───── Data for the task
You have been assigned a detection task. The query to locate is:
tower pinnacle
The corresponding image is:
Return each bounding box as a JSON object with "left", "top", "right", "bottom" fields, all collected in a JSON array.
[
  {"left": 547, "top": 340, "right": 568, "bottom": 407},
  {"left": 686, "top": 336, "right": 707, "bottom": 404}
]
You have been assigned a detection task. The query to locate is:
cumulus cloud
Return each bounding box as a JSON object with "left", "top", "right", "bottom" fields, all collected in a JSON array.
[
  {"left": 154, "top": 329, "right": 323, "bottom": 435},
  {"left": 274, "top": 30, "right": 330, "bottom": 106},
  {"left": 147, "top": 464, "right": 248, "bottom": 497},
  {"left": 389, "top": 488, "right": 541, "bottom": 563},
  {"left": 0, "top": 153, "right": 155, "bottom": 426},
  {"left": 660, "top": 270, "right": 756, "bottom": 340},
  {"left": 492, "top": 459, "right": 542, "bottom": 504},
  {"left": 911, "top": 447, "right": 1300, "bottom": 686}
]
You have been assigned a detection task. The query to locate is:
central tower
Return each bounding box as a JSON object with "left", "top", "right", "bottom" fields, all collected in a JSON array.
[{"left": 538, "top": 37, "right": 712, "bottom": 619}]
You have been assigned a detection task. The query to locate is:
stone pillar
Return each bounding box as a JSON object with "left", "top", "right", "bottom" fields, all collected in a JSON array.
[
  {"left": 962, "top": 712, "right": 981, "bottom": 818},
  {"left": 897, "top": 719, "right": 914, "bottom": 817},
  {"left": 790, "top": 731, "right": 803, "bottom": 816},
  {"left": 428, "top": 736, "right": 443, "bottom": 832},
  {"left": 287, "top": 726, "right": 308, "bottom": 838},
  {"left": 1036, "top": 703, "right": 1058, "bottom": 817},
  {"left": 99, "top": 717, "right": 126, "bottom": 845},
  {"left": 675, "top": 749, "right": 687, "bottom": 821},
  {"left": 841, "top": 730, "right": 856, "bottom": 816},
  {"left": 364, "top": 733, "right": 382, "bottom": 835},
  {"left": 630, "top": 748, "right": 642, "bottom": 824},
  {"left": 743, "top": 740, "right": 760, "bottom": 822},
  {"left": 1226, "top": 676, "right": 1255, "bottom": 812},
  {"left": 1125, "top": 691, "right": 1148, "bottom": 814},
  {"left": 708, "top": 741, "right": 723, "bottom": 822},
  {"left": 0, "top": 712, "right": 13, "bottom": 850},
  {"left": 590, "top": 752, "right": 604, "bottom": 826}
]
──────────
**Your instructions**. Exactly as written above, set down the whole listing again.

**Result**.
You have been assigned a detection task. The query to locate is:
tower pinnacle
The corresponding image is:
Return each bounding box as a JSON object with "left", "top", "right", "bottom" fields, all collected in a JSON array.
[
  {"left": 547, "top": 340, "right": 568, "bottom": 407},
  {"left": 686, "top": 336, "right": 707, "bottom": 404}
]
You have been assigned a detection task. The query to locate is:
cumulus cloud
Return each bounding box as a JSON object with "left", "top", "right", "bottom" fields, all collected in a JSON array.
[
  {"left": 154, "top": 329, "right": 323, "bottom": 435},
  {"left": 274, "top": 30, "right": 330, "bottom": 106},
  {"left": 147, "top": 464, "right": 248, "bottom": 497},
  {"left": 389, "top": 488, "right": 541, "bottom": 563},
  {"left": 0, "top": 153, "right": 155, "bottom": 426},
  {"left": 660, "top": 270, "right": 756, "bottom": 340},
  {"left": 492, "top": 459, "right": 542, "bottom": 504},
  {"left": 911, "top": 447, "right": 1300, "bottom": 686}
]
You have been assigned a detection task. The query to locate is:
central tower
Return each bounding box as a JSON object with "left", "top", "right", "bottom" fields, all collected in a JSON array.
[{"left": 538, "top": 37, "right": 712, "bottom": 619}]
You have been assigned a detection task. The query to locate is:
stone pillar
Return each bounding box as a JSON object with "left", "top", "right", "bottom" fields, all collected in a JSON array.
[
  {"left": 962, "top": 712, "right": 981, "bottom": 818},
  {"left": 897, "top": 719, "right": 914, "bottom": 817},
  {"left": 790, "top": 731, "right": 803, "bottom": 816},
  {"left": 428, "top": 736, "right": 443, "bottom": 832},
  {"left": 287, "top": 726, "right": 308, "bottom": 838},
  {"left": 1036, "top": 703, "right": 1058, "bottom": 817},
  {"left": 99, "top": 717, "right": 126, "bottom": 845},
  {"left": 675, "top": 749, "right": 687, "bottom": 821},
  {"left": 841, "top": 730, "right": 856, "bottom": 816},
  {"left": 364, "top": 733, "right": 382, "bottom": 835},
  {"left": 630, "top": 748, "right": 642, "bottom": 824},
  {"left": 743, "top": 740, "right": 760, "bottom": 822},
  {"left": 1226, "top": 676, "right": 1255, "bottom": 812},
  {"left": 1125, "top": 691, "right": 1148, "bottom": 814},
  {"left": 708, "top": 741, "right": 723, "bottom": 822},
  {"left": 0, "top": 712, "right": 13, "bottom": 850},
  {"left": 590, "top": 752, "right": 604, "bottom": 826}
]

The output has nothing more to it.